Texte fourni |
Né paralysé des membres inférieurs, il pouvait, enfant et adolescent, écrire et dessiner, ce qu’il faisait avec un don exacerbé par le savoir intime qu’il devait l’utiliser autant que faire se peut, sans relâche, tant qu’il le pouvait encore. Car la maladie progressait, et il n’aurait dû dépasser l’adolescence. Il avait fêté ses 60 ans il y a deux semaines, j’étais à ses côtés.

Au fil des années, il avait perdu toute capacité de mouvement, à part celle du bout d’un doigt avec lequel il pouvait appuyer sur la sonnette pour appeler Danny, son aide dévoué corps et âme, qui accomplissait pour lui tous les gestes du quotidien, depuis qu’Annie, la maman de Guy, avait perdu ses forces physiques, puis sa mémoire. Guy pouvait heureusement parler, et nous nous parlions au moins une fois par semaine, malgré les milliers de kilomètres qui nous séparaient depuis de nombreuses années.

Avant, nous nous voyions très régulièrement et avions de longues discussions. Son humour, son intelligence, sa sensibilité, rayonnaient. Il s’intéressait à tout, et son sens de l’observation était décuplé du fait de son handicap croissant. Il ne s’y attardait pas, et, soutenu par Moshé Feldenkrais lui-même puis après par ses élèves, ce qu’il perdait graduellement en motricité, il l’exerçait menta­lement : on n’était pas choqué de l’entendre dire qu’il était pressé et qu’il devait maintenant courir faire autre chose. Il m’en parlait de temps à autre, ce n’est qu’en lisant récemment Musicophilia d’Oliver Sacks que j’ai finalement compris, des décennies plus tard, ce qu’il réalisait ainsi.

Questions à traiter |
A – Répondez à ces questions sur le texte fourni :
(i) Quel âge Guy avait-il fêté deux semaines plus tôt ?
(ii) Comment s'appelle l'aide qui accomplissait pour lui les gestes du quotidien ?
(iii) Quel livre d'Oliver Sacks est nommé dans le texte ?
B – Recopiez mot pour mot un passage du texte fourni : commencez aux mots « Au fil des années, il » et arrêtez-vous après « de nombreuses années. ».
Répondez en vous servant seulement du texte fourni.

Données à examiner |

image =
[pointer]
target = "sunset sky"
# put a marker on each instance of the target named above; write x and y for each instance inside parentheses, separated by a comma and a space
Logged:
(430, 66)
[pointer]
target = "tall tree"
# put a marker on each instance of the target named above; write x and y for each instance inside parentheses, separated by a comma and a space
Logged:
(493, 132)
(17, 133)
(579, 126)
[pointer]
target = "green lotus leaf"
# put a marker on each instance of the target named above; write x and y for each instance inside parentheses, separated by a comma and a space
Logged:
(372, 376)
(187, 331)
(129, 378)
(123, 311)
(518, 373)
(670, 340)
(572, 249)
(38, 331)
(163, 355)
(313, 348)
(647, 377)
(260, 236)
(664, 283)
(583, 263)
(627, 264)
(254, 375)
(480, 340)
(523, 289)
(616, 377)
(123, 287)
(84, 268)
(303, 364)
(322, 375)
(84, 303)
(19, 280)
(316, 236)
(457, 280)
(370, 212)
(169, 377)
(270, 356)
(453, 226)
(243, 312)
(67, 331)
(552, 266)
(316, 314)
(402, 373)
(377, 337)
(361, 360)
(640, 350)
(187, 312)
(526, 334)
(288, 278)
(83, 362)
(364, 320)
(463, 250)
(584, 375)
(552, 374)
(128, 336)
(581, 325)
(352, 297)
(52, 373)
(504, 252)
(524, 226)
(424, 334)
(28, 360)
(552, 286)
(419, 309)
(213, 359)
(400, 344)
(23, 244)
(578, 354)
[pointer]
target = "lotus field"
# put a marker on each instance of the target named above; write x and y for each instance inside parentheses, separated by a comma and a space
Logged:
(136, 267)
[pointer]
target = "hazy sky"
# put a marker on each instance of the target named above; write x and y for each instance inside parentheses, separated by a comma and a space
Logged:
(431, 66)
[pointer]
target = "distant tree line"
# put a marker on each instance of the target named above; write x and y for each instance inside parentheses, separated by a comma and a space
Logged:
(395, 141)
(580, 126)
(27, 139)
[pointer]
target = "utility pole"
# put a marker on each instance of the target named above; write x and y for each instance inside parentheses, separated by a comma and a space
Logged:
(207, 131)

Corrigé des exercices |
A –
(i) 60 ans.
(ii) Danny.
(iii) Musicophilia.

B –
Au fil des années, il avait perdu toute capacité de mouvement, à part celle du bout d’un doigt avec lequel il pouvait appuyer sur la sonnette pour appeler Danny, son aide dévoué corps et âme, qui accomplissait pour lui tous les gestes du quotidien, depuis qu’Annie, la maman de Guy, avait perdu ses forces physiques, puis sa mémoire. Guy pouvait heureusement parler, et nous nous parlions au moins une fois par semaine, malgré les milliers de kilomètres qui nous séparaient depuis de nombreuses années.